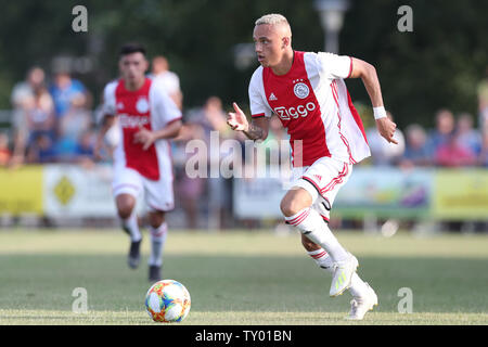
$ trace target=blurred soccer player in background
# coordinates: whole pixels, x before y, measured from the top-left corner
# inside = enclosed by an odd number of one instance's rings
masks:
[[[256,21],[254,41],[261,66],[249,82],[253,120],[249,124],[234,103],[228,124],[253,140],[267,138],[273,114],[287,129],[294,187],[284,195],[281,210],[286,222],[301,232],[310,257],[332,273],[330,295],[341,295],[348,288],[354,297],[348,318],[360,320],[377,305],[377,296],[356,273],[357,258],[339,244],[328,222],[352,165],[370,156],[345,78],[362,79],[377,130],[386,141],[396,143],[396,125],[386,117],[376,70],[356,57],[293,50],[290,24],[280,14]]]
[[[178,136],[181,112],[165,88],[145,77],[145,49],[128,43],[120,49],[120,79],[104,89],[102,128],[95,151],[118,117],[121,139],[114,152],[113,194],[123,229],[130,235],[128,265],[140,262],[142,240],[136,205],[143,192],[149,209],[151,256],[149,280],[162,278],[163,248],[167,235],[165,214],[174,208],[172,163],[169,139]]]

**EXERCISE REQUIREMENTS**
Copy out all of the lines above, requests included, but add -15 to every x and y coordinate in the outline answers. Leave out the picture.

**SOLUTION TO THE PROBLEM**
$ trace target=blurred soccer player in background
# coordinates: whole pixels, x before y, measured from the top-left corner
# inside = enclosed by an odd number of one instance's rings
masks:
[[[241,6],[239,26],[246,51],[234,67],[238,105],[234,109],[219,88],[213,109],[238,125],[252,123],[258,99],[272,114],[279,172],[269,180],[266,195],[271,207],[286,217],[295,242],[317,258],[315,280],[326,280],[333,273],[339,282],[333,303],[345,305],[362,290],[362,281],[341,258],[342,243],[324,229],[313,207],[337,150],[355,141],[330,63],[347,64],[362,115],[371,126],[381,128],[381,110],[371,102],[361,55],[341,42],[278,35],[275,9],[265,-1]]]
[[[163,121],[166,97],[150,73],[130,62],[130,34],[113,28],[105,34],[105,64],[89,74],[87,113],[80,136],[103,102],[106,124],[99,137],[98,179],[108,214],[115,220],[113,250],[125,247],[127,225],[121,190],[128,177],[134,194],[136,241],[134,265],[147,263],[148,233],[152,220],[150,199],[159,193],[157,148],[154,124]]]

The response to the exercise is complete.